Last week came encouraging news that genuine victims of whiplash injury may now be able to have their symptoms diagnosed and validated by an independent medical report as part of their claim for whiplash.
The introduction of ‘objective reporting’ on whiplash injury was part of a package of measures to cut the cost of motoring announced by the government, which also included plans to introduce fuel price comparison signs on major roads and the maximum price of a vehicle’s MOT test capped until 2015.
The government appears to have responded positively response in favour of compulsory reporting of medical evidence, a key recommendation made by the Transport Consultation Committee (TSC) in their report published in July. The consultation, which was spread over two main sessions at Westminster, took both oral and written submissions from representatives of the medical and legal profession, as well as the motoring and insurance industries.
As a law practice representing many ordinary victims of whiplash injury, Your Legal Friend was concerned that genuine victims of car collisions would be unfairly penalised by proposed government changes to whiplash injury assessment.
Just before the second consultation, The Chartered Society of Physiotherapy (CSP) - the professional, educational and trade union body for the UK’s 51,000 chartered physiotherapists, physiotherapy students and support workers – also made known that they were “content” with the proposal to introduce ‘independent medical panels’.
They also proposed that “any changes to the way whiplash claims are handled should be developed with the expert input of physiotherapists .... and recommend that accredited specialist physiotherapists should be part of any ‘independent assessment panels’ that are established." The CSP said they would also submit their most recent evidence, which suggests that approximately 50 per cent of those diagnosed with whiplash associated disorder (WAD) will “report neck pain symptoms one year after their injuries”.

* **Photo-based referring expression material**:

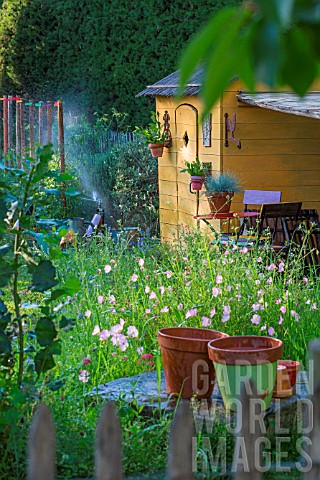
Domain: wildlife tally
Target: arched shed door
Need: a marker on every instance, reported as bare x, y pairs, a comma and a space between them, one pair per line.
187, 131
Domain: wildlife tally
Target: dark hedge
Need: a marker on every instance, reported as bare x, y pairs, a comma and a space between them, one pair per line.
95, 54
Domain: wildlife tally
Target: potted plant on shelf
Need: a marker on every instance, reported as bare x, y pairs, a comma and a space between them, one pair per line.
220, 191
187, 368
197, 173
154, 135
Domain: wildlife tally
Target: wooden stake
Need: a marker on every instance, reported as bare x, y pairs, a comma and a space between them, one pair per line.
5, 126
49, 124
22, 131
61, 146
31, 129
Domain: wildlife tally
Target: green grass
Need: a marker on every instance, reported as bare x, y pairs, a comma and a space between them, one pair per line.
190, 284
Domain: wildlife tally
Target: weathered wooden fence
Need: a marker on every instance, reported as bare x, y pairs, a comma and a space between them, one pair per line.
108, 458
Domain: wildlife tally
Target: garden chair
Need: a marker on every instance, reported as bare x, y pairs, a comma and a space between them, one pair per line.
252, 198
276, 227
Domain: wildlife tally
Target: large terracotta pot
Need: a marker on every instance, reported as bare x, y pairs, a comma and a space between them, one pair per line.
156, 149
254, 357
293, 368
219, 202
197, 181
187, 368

* **TASKS TO COMPLETE**:
1 - According to the whiplash passage, how many chartered physiotherapists, physiotherapy students and support workers does the CSP represent?
2 - Resume the whiplash passage after its final sentence.

* **RESULTS IN ORDER**:
1 - 51,000 in the UK.

2 -
According to previous research, there can be a delayed reaction before the onset of symptoms. As a result, vehicle drivers or their passengers who have been involved in a collision weeks or even months in the past may not know they are suffering from whiplash injury until they find specific symptoms persisting, such as excessive tiredness, or further physical problems emerge. The NHS have also stated that in around one in ten cases, the pain can last for six months or longer.
The CSP claim they are able to identify “measurable traits of whiplash”, which may help to differentiate between fraudulent and genuine claims.
When the second consultation was held, Your Legal Friend entered a written submission, which urged the government to look at the true figure of “fraudulent claims” and also called upon the “true size and value of whiplash and motoring injuries” to be made known. In December 2012, a Ministry of Justice Whiplash Report stated that 4 in 5 of all whiplash claims had been found to be genuine, despite the consultation hearing that 7 per cent was likely to be nearer the true figure for fraudulent claims. Recent Government figures have also revealed that the number of claims has actually fallen by 60,000 in the past year to a five year low.
Strong support and broad agreement
We gave our strong support to the compulsory reporting of medical evidence, which would eliminate the widespread practice of quick fix, small claim ‘pre-medical’ settlements being offered prior to any medical evidence being obtained. When a claimant had agreed not to proceed with a medical examination, then the cost of the medical assessment fee would be saved.
It’s also positive that there seems to be a broad agreement with the government announcement from The Association of British Insurers who state that they “ have long called for more robust medical assessment of whiplash claimants".
Along with the Institute of Advanced Motorists, and motoring organisations the RAC and the AA, Labour MP Louise Ellman, chair of the Commons Transport Select Committee, said she welcomed the government measures, and in particular, the committee’s recommendation that payouts for whiplash compensation should not take place without a medical report, “which should come from independent medical practitioners.”